Work to do ::
Lay out the rows from the beginning through the line containing "point(25, 48)" as a two-column CSV with the headers request and answer. Give one line per row, with each field in quotation marks, line breaks turned into spaces, and the pictures left out.

Record list ::
%%

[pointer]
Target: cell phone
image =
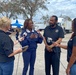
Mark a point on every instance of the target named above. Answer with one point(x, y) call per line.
point(25, 48)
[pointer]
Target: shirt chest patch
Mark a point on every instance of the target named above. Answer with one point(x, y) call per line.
point(56, 30)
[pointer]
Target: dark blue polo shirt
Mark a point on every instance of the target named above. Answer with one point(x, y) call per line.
point(71, 43)
point(6, 47)
point(53, 34)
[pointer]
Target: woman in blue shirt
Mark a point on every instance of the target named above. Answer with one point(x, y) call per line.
point(31, 38)
point(71, 51)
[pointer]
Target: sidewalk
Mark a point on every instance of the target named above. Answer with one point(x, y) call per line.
point(39, 65)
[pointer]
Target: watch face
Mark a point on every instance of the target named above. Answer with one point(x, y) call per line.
point(57, 31)
point(49, 39)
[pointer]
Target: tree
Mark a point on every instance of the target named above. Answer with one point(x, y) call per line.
point(30, 7)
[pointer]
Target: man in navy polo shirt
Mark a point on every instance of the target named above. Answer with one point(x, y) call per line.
point(53, 34)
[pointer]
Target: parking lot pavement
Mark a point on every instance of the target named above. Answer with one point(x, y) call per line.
point(40, 65)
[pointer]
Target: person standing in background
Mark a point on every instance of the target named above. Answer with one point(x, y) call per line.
point(31, 38)
point(71, 51)
point(53, 34)
point(6, 48)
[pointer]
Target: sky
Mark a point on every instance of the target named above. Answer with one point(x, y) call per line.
point(59, 7)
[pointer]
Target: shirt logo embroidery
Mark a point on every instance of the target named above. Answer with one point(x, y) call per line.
point(57, 31)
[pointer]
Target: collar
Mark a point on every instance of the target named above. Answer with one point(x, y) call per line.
point(29, 31)
point(2, 31)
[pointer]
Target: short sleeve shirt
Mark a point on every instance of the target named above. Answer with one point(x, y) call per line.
point(6, 47)
point(53, 34)
point(71, 43)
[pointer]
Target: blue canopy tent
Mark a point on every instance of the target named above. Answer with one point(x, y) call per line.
point(17, 24)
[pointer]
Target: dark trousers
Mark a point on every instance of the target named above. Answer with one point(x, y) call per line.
point(29, 59)
point(52, 59)
point(6, 68)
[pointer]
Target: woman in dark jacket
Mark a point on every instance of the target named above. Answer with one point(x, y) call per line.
point(31, 38)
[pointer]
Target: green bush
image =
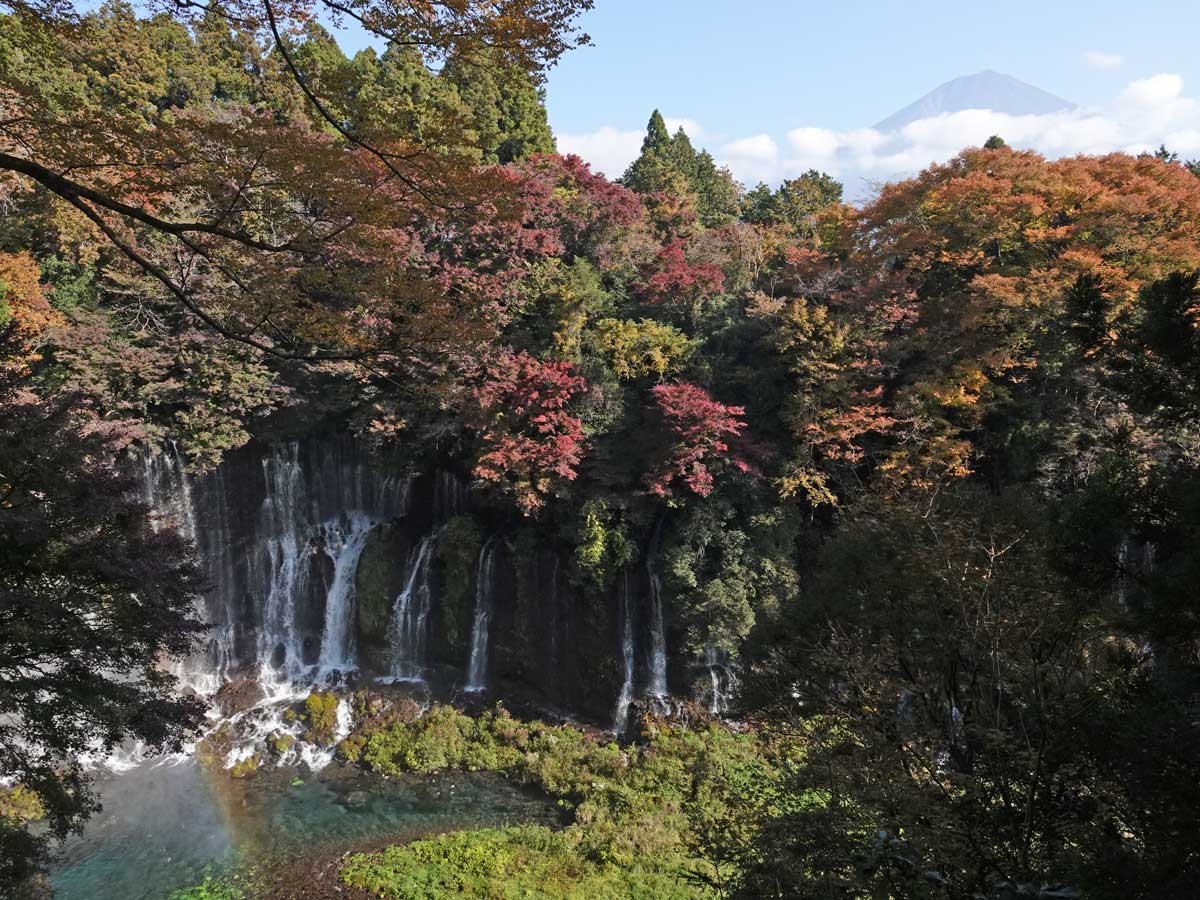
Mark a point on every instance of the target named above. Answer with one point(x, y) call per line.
point(529, 862)
point(628, 804)
point(211, 888)
point(321, 717)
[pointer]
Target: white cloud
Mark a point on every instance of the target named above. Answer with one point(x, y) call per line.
point(689, 125)
point(607, 149)
point(1098, 59)
point(1147, 113)
point(610, 150)
point(751, 159)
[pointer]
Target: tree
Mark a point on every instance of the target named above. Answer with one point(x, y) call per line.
point(700, 431)
point(505, 107)
point(970, 718)
point(529, 439)
point(330, 198)
point(93, 599)
point(676, 282)
point(797, 203)
point(667, 162)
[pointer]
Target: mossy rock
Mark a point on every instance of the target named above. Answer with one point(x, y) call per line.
point(21, 805)
point(321, 717)
point(246, 767)
point(282, 744)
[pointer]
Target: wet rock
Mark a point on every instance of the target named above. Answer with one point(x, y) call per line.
point(238, 696)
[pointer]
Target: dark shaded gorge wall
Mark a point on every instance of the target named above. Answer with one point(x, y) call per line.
point(309, 544)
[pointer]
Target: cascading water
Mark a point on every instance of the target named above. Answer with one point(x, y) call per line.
point(621, 720)
point(279, 537)
point(288, 552)
point(345, 541)
point(411, 615)
point(481, 627)
point(723, 679)
point(658, 685)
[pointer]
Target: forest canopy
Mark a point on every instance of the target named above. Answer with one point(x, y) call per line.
point(925, 468)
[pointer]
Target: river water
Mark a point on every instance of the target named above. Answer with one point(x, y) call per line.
point(165, 825)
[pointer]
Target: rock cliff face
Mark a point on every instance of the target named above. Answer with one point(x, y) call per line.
point(325, 563)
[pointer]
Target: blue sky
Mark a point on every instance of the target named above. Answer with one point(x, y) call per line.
point(775, 87)
point(772, 65)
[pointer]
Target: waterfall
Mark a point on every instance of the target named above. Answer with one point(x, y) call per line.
point(167, 492)
point(283, 523)
point(411, 615)
point(723, 681)
point(485, 600)
point(621, 720)
point(345, 543)
point(279, 534)
point(658, 687)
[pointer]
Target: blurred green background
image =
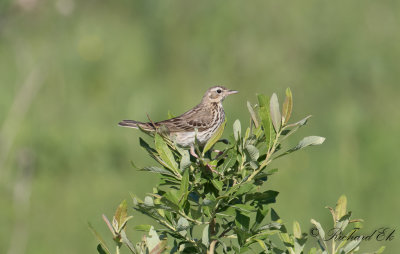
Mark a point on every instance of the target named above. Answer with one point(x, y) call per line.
point(70, 70)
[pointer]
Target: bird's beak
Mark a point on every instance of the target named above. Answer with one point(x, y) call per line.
point(231, 92)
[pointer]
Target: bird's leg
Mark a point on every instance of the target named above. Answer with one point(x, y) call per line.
point(193, 153)
point(219, 153)
point(211, 168)
point(208, 166)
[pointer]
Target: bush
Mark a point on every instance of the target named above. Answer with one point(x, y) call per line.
point(216, 202)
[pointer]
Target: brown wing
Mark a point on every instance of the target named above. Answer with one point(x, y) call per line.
point(199, 117)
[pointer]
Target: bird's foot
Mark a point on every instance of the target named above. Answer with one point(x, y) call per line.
point(193, 153)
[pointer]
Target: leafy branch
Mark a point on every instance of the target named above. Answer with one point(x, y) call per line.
point(215, 203)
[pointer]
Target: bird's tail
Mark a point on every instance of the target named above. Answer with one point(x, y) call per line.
point(135, 124)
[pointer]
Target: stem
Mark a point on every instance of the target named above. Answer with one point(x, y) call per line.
point(192, 220)
point(267, 158)
point(212, 247)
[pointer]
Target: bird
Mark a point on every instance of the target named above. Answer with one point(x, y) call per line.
point(206, 117)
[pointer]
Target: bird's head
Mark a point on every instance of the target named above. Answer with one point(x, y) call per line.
point(217, 94)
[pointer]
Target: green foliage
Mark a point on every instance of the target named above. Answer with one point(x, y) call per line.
point(216, 202)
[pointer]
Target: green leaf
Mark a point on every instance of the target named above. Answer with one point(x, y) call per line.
point(252, 114)
point(253, 152)
point(237, 129)
point(307, 141)
point(170, 115)
point(351, 246)
point(287, 107)
point(184, 188)
point(341, 207)
point(165, 153)
point(103, 246)
point(217, 184)
point(321, 233)
point(185, 160)
point(127, 242)
point(296, 229)
point(242, 221)
point(230, 160)
point(183, 225)
point(241, 189)
point(158, 170)
point(143, 227)
point(261, 214)
point(266, 197)
point(205, 239)
point(152, 240)
point(101, 250)
point(276, 117)
point(263, 113)
point(121, 214)
point(214, 138)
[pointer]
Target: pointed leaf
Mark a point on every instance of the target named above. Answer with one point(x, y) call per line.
point(152, 240)
point(276, 117)
point(320, 230)
point(214, 138)
point(237, 129)
point(287, 106)
point(296, 230)
point(307, 141)
point(341, 207)
point(100, 239)
point(242, 221)
point(252, 114)
point(253, 152)
point(158, 170)
point(351, 246)
point(205, 239)
point(165, 153)
point(184, 188)
point(183, 225)
point(121, 213)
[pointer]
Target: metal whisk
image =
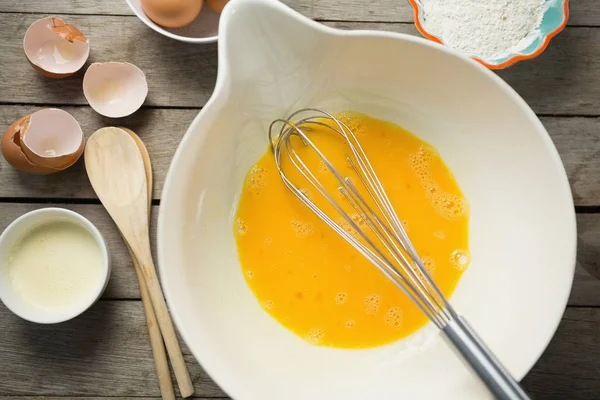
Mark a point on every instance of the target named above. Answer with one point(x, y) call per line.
point(381, 237)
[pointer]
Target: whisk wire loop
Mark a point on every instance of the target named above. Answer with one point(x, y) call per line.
point(388, 247)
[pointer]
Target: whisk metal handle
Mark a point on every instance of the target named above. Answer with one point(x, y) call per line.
point(497, 379)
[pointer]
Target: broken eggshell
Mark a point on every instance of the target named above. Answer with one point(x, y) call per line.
point(115, 89)
point(47, 141)
point(54, 48)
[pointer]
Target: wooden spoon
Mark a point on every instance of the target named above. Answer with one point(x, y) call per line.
point(116, 171)
point(156, 341)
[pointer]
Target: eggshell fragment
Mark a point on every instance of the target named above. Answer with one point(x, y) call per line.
point(115, 89)
point(47, 141)
point(54, 48)
point(216, 5)
point(172, 13)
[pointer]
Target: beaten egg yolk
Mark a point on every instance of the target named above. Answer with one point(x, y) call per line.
point(316, 284)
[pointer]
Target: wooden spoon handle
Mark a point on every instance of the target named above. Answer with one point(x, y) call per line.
point(168, 332)
point(158, 347)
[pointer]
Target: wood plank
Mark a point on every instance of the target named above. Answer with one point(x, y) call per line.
point(162, 129)
point(123, 282)
point(569, 367)
point(582, 12)
point(178, 74)
point(105, 352)
point(181, 75)
point(586, 285)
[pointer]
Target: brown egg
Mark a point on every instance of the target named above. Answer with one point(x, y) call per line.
point(47, 141)
point(172, 13)
point(216, 5)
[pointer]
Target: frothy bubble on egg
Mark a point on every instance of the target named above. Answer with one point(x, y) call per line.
point(393, 317)
point(269, 304)
point(441, 235)
point(429, 264)
point(448, 205)
point(302, 229)
point(341, 298)
point(241, 227)
point(460, 259)
point(315, 336)
point(372, 302)
point(323, 166)
point(256, 180)
point(345, 225)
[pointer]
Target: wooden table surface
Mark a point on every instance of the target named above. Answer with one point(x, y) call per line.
point(106, 351)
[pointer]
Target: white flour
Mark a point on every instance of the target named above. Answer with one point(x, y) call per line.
point(482, 28)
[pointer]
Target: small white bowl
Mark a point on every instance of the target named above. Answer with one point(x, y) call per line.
point(522, 233)
point(204, 29)
point(14, 232)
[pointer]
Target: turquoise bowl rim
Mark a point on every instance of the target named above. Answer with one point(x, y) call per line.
point(554, 20)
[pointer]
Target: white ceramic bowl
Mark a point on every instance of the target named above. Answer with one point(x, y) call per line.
point(204, 29)
point(522, 225)
point(14, 232)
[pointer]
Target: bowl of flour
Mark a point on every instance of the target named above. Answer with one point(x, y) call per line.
point(497, 33)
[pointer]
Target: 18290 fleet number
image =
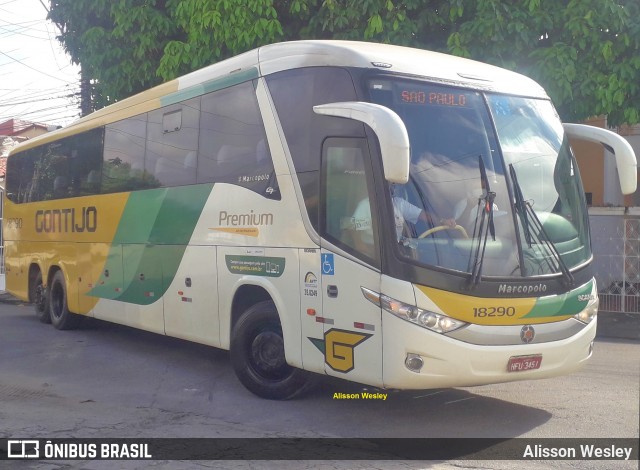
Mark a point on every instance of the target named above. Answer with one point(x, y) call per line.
point(482, 312)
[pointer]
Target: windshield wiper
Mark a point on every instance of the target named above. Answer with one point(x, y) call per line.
point(539, 235)
point(480, 228)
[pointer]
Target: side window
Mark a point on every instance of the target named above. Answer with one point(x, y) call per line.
point(124, 150)
point(52, 171)
point(172, 143)
point(20, 180)
point(348, 217)
point(232, 146)
point(294, 93)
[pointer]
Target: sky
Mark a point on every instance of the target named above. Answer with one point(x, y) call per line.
point(36, 75)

%%

Response for this exercise ::
request,answer
"[pointer] Target: cell phone image = Mark a point on every instance of the target named above. Answer with one point(x, y) call per line.","point(25, 48)"